───── Supplied data ─────

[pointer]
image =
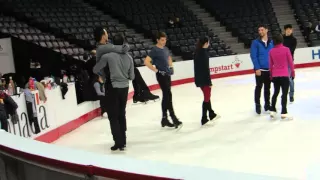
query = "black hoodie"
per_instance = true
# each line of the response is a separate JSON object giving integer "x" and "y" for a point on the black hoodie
{"x": 290, "y": 42}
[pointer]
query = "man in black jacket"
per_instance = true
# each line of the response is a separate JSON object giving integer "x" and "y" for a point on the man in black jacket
{"x": 3, "y": 114}
{"x": 291, "y": 42}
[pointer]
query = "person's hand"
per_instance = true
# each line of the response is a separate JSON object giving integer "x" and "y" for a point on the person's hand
{"x": 171, "y": 70}
{"x": 293, "y": 75}
{"x": 258, "y": 72}
{"x": 163, "y": 73}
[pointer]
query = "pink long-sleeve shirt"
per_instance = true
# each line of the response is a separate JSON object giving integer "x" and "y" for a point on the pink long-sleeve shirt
{"x": 280, "y": 60}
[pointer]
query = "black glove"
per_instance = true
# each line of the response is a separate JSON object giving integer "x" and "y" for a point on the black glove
{"x": 171, "y": 70}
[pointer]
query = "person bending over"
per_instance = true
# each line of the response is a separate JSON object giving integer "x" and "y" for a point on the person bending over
{"x": 121, "y": 70}
{"x": 160, "y": 57}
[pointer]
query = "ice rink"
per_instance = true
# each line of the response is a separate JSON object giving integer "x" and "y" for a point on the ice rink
{"x": 239, "y": 141}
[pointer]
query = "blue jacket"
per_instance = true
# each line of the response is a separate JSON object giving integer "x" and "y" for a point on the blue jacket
{"x": 259, "y": 54}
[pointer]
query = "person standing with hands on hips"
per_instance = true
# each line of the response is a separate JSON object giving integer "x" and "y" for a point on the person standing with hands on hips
{"x": 160, "y": 57}
{"x": 281, "y": 64}
{"x": 291, "y": 42}
{"x": 259, "y": 53}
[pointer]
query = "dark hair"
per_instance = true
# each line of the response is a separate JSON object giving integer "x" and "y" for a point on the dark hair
{"x": 161, "y": 35}
{"x": 98, "y": 33}
{"x": 287, "y": 26}
{"x": 262, "y": 25}
{"x": 118, "y": 39}
{"x": 201, "y": 41}
{"x": 277, "y": 39}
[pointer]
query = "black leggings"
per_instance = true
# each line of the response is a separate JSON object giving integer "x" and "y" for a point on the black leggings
{"x": 263, "y": 80}
{"x": 165, "y": 85}
{"x": 283, "y": 83}
{"x": 117, "y": 102}
{"x": 138, "y": 83}
{"x": 4, "y": 122}
{"x": 103, "y": 104}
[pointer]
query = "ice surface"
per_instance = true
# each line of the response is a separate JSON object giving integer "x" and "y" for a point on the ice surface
{"x": 240, "y": 141}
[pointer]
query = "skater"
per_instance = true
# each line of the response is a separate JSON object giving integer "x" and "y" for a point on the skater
{"x": 160, "y": 57}
{"x": 141, "y": 90}
{"x": 281, "y": 64}
{"x": 3, "y": 114}
{"x": 121, "y": 70}
{"x": 100, "y": 91}
{"x": 259, "y": 53}
{"x": 202, "y": 78}
{"x": 291, "y": 42}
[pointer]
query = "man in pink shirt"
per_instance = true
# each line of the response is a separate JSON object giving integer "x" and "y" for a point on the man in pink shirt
{"x": 280, "y": 61}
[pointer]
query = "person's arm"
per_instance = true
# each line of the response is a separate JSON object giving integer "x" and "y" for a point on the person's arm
{"x": 290, "y": 61}
{"x": 148, "y": 63}
{"x": 131, "y": 70}
{"x": 97, "y": 69}
{"x": 295, "y": 42}
{"x": 108, "y": 48}
{"x": 98, "y": 89}
{"x": 170, "y": 61}
{"x": 254, "y": 55}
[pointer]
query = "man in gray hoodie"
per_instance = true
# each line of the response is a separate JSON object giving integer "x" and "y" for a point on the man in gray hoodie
{"x": 121, "y": 69}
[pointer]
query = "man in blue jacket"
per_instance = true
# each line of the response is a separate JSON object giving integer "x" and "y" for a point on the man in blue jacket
{"x": 259, "y": 54}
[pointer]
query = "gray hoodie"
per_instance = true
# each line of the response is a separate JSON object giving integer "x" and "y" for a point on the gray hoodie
{"x": 121, "y": 68}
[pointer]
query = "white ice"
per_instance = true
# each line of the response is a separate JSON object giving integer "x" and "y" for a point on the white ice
{"x": 240, "y": 141}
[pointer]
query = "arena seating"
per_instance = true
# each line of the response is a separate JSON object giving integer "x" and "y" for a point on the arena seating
{"x": 9, "y": 25}
{"x": 73, "y": 20}
{"x": 241, "y": 17}
{"x": 150, "y": 17}
{"x": 306, "y": 12}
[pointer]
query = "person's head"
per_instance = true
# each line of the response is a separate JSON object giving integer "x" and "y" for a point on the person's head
{"x": 263, "y": 30}
{"x": 288, "y": 29}
{"x": 118, "y": 39}
{"x": 101, "y": 35}
{"x": 277, "y": 39}
{"x": 161, "y": 39}
{"x": 203, "y": 42}
{"x": 98, "y": 78}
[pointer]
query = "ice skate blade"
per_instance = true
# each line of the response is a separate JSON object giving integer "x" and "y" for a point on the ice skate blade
{"x": 118, "y": 151}
{"x": 179, "y": 127}
{"x": 139, "y": 102}
{"x": 216, "y": 118}
{"x": 286, "y": 118}
{"x": 273, "y": 118}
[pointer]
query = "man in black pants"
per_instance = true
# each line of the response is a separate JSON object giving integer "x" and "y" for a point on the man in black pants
{"x": 141, "y": 90}
{"x": 259, "y": 53}
{"x": 121, "y": 70}
{"x": 160, "y": 57}
{"x": 291, "y": 42}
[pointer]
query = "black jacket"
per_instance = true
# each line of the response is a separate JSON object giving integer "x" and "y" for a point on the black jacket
{"x": 290, "y": 42}
{"x": 3, "y": 114}
{"x": 10, "y": 105}
{"x": 201, "y": 68}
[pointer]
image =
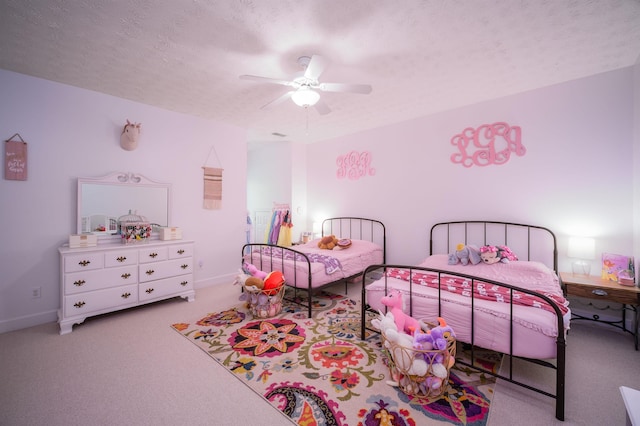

─────

Problem to work on —
Count the lines of the listing that contain the string "hair", matching case exactly. Reply with only that number.

Response to the exercise —
2